** begin PASSAGE **

Last week the Washington Post reported that the NSA collects less than 30% of phone metadata, contrary to the popular perception that all call activity is being gathered en masse. As it turns out, the agency is unable to keep up with the explosion in cell phone use, which raises significant questions about the efficacy and potency of the program. Bob talks with Ellen Nakashima who wrote the story for the Washington Post.
BOB GARFIELD: When the Edward Snowden leaks broke last year, the most discussed and lamented disclosure was the National Security Agency's gathering of metadata from domestic phone calls. Here's what Snowden told the Guardian website last June.
EDWARD SNOWDEN: Now, increasingly, we see that it's happening domestically. And to do that, they, the NSA specifically, targets the communications of everyone. It ingests them by default. It collects them in its system and it filters them and it analyzes them and it measures them and it stores them for periods of time, simply because that's the easiest, most efficient and most valuable way to achieve these ends.
BOB GARFIELD: To listen to the media on the subject, including this program, the public might have assumed that virtually no phone call metadata went unmonitored by the NSA. But, maybe not. Last week, the Washington Post reported that just 30 percent of the call metadata is gathered because, the Post tells us, the government selects the technological and legal wherewithal to capture the cell phone traffic that now dominates telecommunication. This has wide implications for how effective the program might be and changes the narrative of an all-knowing NSA.
Ellen Nakashima wrote that story for the Washington Post. She says there are a couple of possible reasons why the NSA never denied the charges that they were collecting every phone call.
ELLEN NAKASHIMA: They consistently described how they needed to have the entire haystack in order to find the needle, that the program was premised on breadth and depth, so they needed to have as broad and comprehensive a set of data as possible, in order to make sure they didn't miss that one number that could be the clue to the terrorist plot in the making.
At the same time, I don't think they wanted to give any adversaries or bad guys a roadmap to what companies or what types of communications they should use or avoid, and so weren’t about to say, well, this is exactly the number of, of records we do collect and these are the companies we do collect from.

** end PASSAGE **

**TASK LIST**
1. Please list every person whose spoken words are quoted in the NSA transcript.
2. According to the NSA transcript, which website did Snowden talk to last June?
The data after this point has no connection to the NSA transcript.

** begin GIVEN RECORDS **

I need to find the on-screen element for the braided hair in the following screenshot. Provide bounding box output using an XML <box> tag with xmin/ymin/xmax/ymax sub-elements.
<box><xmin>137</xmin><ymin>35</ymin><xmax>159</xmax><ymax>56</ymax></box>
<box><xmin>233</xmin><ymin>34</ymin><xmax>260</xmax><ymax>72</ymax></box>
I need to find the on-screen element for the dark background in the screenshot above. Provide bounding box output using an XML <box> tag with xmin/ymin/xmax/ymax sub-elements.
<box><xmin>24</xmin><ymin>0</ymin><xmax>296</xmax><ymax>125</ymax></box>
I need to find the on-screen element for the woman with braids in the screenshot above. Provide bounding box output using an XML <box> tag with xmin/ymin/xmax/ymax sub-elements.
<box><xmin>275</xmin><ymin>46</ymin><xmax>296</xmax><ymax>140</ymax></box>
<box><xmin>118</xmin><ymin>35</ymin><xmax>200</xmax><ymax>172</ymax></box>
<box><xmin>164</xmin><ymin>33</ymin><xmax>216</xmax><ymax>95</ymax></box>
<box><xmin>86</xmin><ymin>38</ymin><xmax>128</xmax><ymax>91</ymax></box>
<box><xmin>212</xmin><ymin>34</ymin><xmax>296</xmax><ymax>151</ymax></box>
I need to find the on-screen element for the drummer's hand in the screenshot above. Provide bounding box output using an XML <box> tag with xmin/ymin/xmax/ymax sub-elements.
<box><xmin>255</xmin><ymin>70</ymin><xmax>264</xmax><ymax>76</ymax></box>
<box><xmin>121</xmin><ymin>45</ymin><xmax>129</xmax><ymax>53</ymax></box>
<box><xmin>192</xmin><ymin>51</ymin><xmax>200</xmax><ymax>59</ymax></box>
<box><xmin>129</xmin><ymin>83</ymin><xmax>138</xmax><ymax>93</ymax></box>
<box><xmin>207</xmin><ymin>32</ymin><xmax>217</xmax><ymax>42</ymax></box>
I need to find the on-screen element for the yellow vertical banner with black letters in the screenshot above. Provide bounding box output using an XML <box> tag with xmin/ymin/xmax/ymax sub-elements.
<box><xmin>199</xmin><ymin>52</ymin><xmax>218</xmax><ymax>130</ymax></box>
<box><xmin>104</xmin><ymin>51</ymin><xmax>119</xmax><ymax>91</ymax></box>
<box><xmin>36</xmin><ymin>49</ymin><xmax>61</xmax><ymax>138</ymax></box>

** end GIVEN RECORDS **

**COMPLETED EXERCISE**
1. Bob Garfield, Edward Snowden, Ellen Nakashima

2. The Guardian website.